··· RECORDS FOR PROCESSING ···
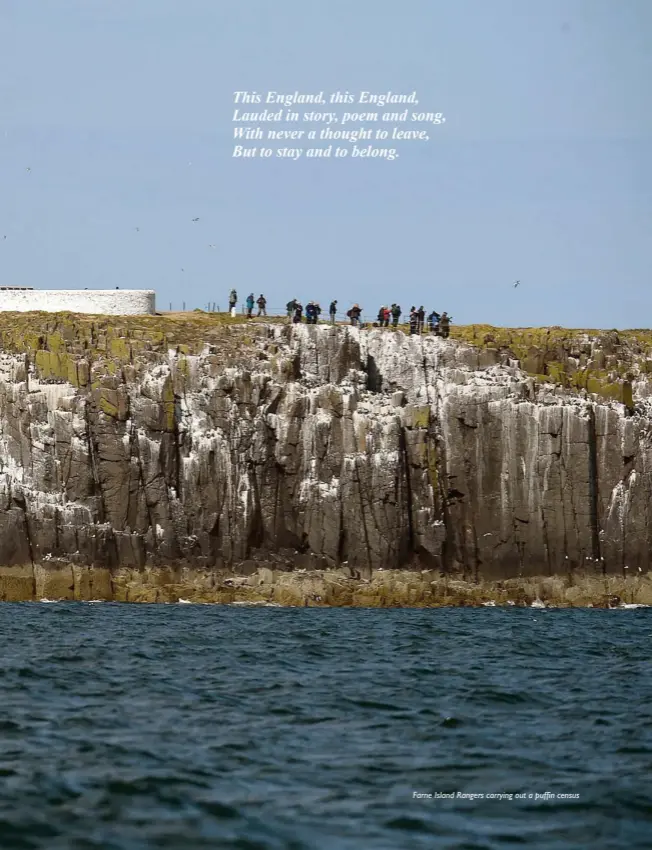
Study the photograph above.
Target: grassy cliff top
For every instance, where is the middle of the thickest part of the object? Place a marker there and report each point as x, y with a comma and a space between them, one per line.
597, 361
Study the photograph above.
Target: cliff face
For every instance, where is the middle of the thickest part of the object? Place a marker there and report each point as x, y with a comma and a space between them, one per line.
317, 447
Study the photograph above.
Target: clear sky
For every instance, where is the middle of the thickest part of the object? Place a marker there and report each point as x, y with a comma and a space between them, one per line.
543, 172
···
··· RECORDS FOR PROCESSING ···
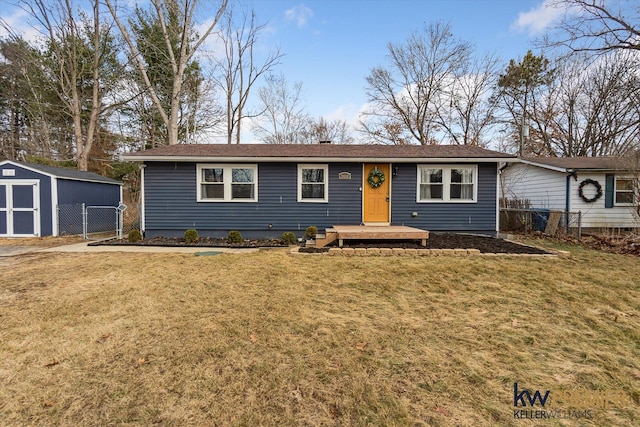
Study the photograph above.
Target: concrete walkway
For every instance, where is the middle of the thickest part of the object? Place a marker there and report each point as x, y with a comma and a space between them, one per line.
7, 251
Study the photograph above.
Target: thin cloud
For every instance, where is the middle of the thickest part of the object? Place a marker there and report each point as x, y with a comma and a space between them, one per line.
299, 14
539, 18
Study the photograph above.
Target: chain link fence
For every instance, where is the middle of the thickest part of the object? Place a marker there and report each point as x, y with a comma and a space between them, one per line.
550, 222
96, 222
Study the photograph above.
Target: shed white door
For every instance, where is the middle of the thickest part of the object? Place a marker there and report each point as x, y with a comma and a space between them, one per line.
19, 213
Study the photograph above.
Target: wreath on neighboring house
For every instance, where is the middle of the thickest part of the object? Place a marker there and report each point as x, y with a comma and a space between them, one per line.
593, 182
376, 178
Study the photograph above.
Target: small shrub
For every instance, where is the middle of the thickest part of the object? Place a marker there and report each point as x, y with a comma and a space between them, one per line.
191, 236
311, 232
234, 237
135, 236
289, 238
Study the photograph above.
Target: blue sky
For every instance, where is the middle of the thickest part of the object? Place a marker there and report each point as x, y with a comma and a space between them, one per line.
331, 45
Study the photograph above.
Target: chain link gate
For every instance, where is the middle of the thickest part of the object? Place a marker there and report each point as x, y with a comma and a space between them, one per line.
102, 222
···
··· RECORDS FOR PROCESSING ···
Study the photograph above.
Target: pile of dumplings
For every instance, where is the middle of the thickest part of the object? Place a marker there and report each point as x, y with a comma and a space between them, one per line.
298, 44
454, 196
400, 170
···
How many lines in the entries above contain the word "link"? Reply with the number alone.

2